=== EXTRACTED TEXT ===
_ _ _ _

Re: [PATCH 00/03][RFC] Reusable UIO Platform Driver



Hello Magnus,

Magnus Damm wrote:
Hi Hans!

On Wed, May 21, 2008 at 6:07 AM, Hans J. Koch <hjk@xxxxxxxxxxxxx> wrote:
On Tue, May 20, 2008 at 07:51:32PM +0900, Magnus Damm wrote:
These patches implement a reusable UIO platform driver.

Uwe Kleine-Koenig already submitted such a framework:

http://lkml.org/lkml/2008/5/20/94

It's his third version, and it looks good. I presume you didn't know
about his work. The main difference is that he leaves interrupt handling
to platform code. That might look strange (it did to me first), but it
has the advantage that you can put hardware dependent stuff in your
board support (which depends on hardware anyway).

I was not aware of this driver, thanks for the pointer!

Could you have a look at his patch and tell me if that does what you
need?

The uio_pdrv driver doesn't do what I need at this point, though I may
be able to extend it with the following:
- Interrupt enable/disable code
- Physically contiguous memory support

The interrupt code may be placed in the board/cpu code, but I need to
share that code between multiple UIO driver instances. We want to use
the same UIO driver for many different processor models and hardware
blocks.

_ _ _ _

=== DATA PROVIDED ===
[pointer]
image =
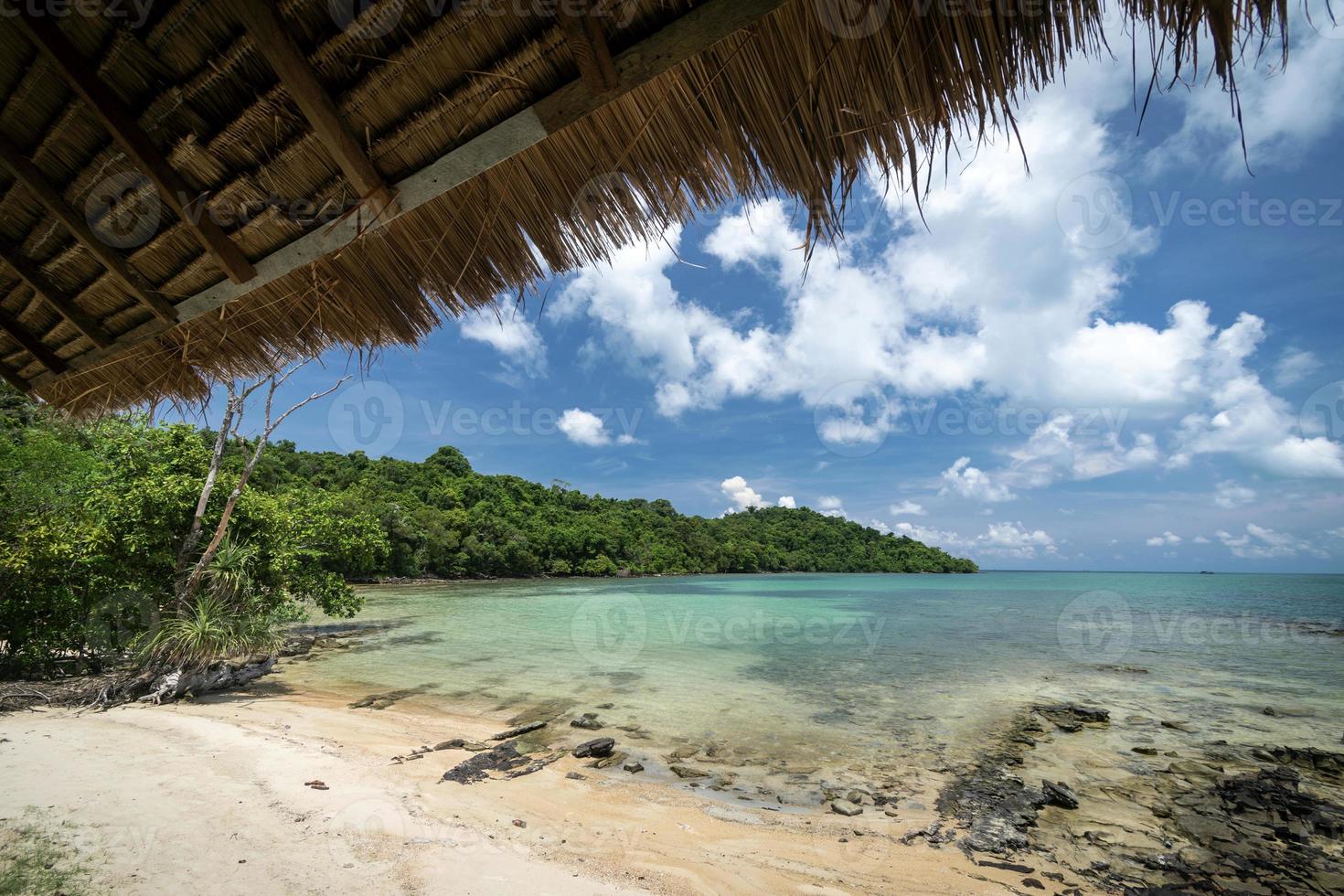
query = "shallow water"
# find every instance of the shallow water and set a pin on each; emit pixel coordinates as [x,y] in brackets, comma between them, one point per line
[862,675]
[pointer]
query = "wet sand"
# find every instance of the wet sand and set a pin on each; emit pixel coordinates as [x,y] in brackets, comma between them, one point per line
[210,797]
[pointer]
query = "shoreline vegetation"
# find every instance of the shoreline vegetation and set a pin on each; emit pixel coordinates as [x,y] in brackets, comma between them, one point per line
[359,786]
[102,526]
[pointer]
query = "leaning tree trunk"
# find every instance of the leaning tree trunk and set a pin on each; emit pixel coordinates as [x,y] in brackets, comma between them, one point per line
[179,683]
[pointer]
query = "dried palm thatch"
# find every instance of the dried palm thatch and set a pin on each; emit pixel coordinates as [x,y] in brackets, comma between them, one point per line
[798,101]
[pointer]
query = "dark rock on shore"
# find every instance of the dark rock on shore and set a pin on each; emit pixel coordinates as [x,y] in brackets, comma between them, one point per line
[597,749]
[1072,716]
[1060,795]
[503,758]
[519,731]
[686,772]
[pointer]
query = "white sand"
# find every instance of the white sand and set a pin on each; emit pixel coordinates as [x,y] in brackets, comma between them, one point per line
[208,798]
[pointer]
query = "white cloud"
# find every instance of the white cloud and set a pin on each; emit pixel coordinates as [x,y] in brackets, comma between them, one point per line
[742,495]
[971,483]
[511,335]
[1285,108]
[1260,543]
[1230,495]
[831,506]
[1000,539]
[1014,539]
[1070,448]
[583,427]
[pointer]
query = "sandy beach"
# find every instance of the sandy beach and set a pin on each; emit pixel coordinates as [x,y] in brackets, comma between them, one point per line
[210,797]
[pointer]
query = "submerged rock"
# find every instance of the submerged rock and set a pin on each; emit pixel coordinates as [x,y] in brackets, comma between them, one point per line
[1072,716]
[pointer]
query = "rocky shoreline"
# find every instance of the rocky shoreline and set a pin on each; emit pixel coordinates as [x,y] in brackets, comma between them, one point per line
[1178,810]
[1211,817]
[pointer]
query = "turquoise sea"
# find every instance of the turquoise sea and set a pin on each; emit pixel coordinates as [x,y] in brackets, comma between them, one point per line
[860,672]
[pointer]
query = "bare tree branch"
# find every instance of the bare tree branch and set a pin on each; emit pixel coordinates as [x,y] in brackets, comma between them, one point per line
[269,425]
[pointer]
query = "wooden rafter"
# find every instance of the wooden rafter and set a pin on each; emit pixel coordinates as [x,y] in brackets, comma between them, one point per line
[117,265]
[48,293]
[268,32]
[588,45]
[46,35]
[680,40]
[15,380]
[31,344]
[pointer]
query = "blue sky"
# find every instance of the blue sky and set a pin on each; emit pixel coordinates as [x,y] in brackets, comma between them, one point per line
[1126,359]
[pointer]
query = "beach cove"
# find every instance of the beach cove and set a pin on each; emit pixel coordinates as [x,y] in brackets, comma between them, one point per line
[812,733]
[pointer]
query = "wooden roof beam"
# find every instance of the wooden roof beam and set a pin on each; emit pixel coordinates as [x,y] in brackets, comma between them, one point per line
[15,380]
[269,35]
[117,265]
[125,131]
[680,40]
[65,305]
[588,45]
[31,344]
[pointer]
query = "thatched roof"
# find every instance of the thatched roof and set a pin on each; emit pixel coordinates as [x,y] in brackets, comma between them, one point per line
[486,139]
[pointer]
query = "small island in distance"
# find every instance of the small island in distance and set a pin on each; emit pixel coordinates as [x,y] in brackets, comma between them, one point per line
[445,520]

_ _ _ _

=== STATED GOAL 1 ===
Answer these questions using the email about the reusable UIO platform driver, one answer per line, marked the same way.
(a) Which version of his framework had Uwe Kleine-Koenig submitted?
(b) What does Uwe Kleine-Koenig's framework leave to platform code?
(c) What two additions are listed as ways the uio_pdrv driver might be extended?
=== STATED GOAL 2 ===
Summarize the email about the reusable UIO platform driver in two sentences.

=== EXPECTED ANSWER 1 ===
(a) The third version.
(b) Interrupt handling.
(c) Interrupt enable/disable code and physically contiguous memory support.

=== EXPECTED ANSWER 2 ===
Magnus Damm's patches implement a reusable UIO platform driver, and Hans J. Koch points out that Uwe Kleine-Koenig already submitted such a framework, which leaves interrupt handling to platform code. Magnus replies that the uio_pdrv driver doesn't yet do what he needs but might be extended with interrupt enable/disable code and physically contiguous memory support, noting that the interrupt code must be shared between multiple UIO driver instances.